### Consigne
Extrayez tel quel, de la critique consacrée à « Hölderlin au mirador », le passage allant de « La quatrième de » jusqu'à « la présentation générale. » inclus.

### Source
※
On considère parfois qu'on peut déterminer si un livre est devenu un "classique" au bout d'une vingtaine d'années. Aujourd'hui, on peut sans doute considérer "Hölderlin au mirador" comme un classique dans la poésie contemporaine. J’entre dans l’œuvre d’Ivar Ch’Vavar à petits pas, car elle est entourée d’une certaine aura : les deux auteurs par lesquels je suis entré dans la poésie contemporaine de langue française, à savoir Yves di Manno et Pierre Vinclair, ont écrit sur cette œuvre pour la porter aux nues. Aussi l’exercice interprétatif voit-il ses enjeux changés : il ne s’agit plus d’entrer dans un massif inconnu et de défricher, mais dans d’aller dans une constellation bien identifiée, sur laquelle il va s’agir de ne pas raconter n’importe quoi, alors que le livre a déjà sa postérité et ses interprètes.


La quatrième de couverture indique ce qui a frappé dans l’ouvrage. Le titre, d’abord, est formidable. Comme il est affirmé qu’il n’a pas de signification, je n’étalerai pas ici toutes les impressions qu’il provoque chez moi, et qui sont nombreuses. Oralité, dimension collective, vers arithmonyme (tous les vers contiennent onze mots) ; un prologue suivi de vingt-sept chants ; refus des convenances ; voilà pour la présentation générale.


Nous avons tous, enfoui quelque part au fond de la mémoire, le souvenir des obscénités que nous proférions avec nos potes de collège ou de lycée. Parfois, on l’oublie ; la plupart des adultes font au moins semblant. De mon côté, oublier est impossible, déjà parce qu’il y a bon nombre de souvenirs amusants là-dedans, mais aussi parce que je travaille en collège : aussi, dès que je jette une oreille dans un couloir, le nombre d’obscénités que j’entends frise le démentiel. De cette matière-là, qu’on pourrait juger « antipoétique », Ivar Ch’Vavar compose ses chants. Il y a bien sûr un effet de gageure : intégrer la vie obscène au sein du poème. L’auteur répond à cette gageure par l’absence complète de pudeur ou de jugement de valeur : les paroles sont là, c’est tout. Elles n’ont ni à se justifier, ni à être surmontées de quoi que ce soit. Elles sont projetées ici, débrouillez-vous avec. Si on devait faire une histoire de la littérature cherchant à rompre les règles de bienséance, Hölderlin au mirador tient une place singulière : là où Flaubert, Zola, Proust ou Nabokov habillaient la sexualité d’un style léché qui frappait par sa distance avec l’élément montré, où Sade enrobait le tout de prétentions philosophiques, où Lautréamont travaillait parodiquement, Ch’Vavar profère, laisse couler, ou du moins fait bien semblant.
※
### Lignes de données
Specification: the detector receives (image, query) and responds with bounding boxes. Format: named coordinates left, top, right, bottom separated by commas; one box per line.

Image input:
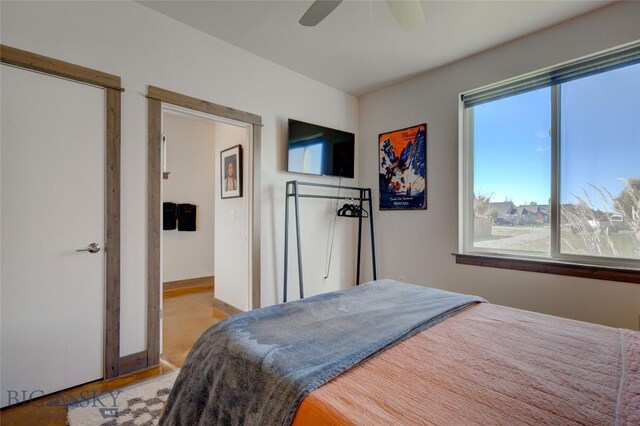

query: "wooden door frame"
※
### Réponse attendue
La quatrième de couverture indique ce qui a frappé dans l’ouvrage. Le titre, d’abord, est formidable. Comme il est affirmé qu’il n’a pas de signification, je n’étalerai pas ici toutes les impressions qu’il provoque chez moi, et qui sont nombreuses. Oralité, dimension collective, vers arithmonyme (tous les vers contiennent onze mots) ; un prologue suivi de vingt-sept chants ; refus des convenances ; voilà pour la présentation générale.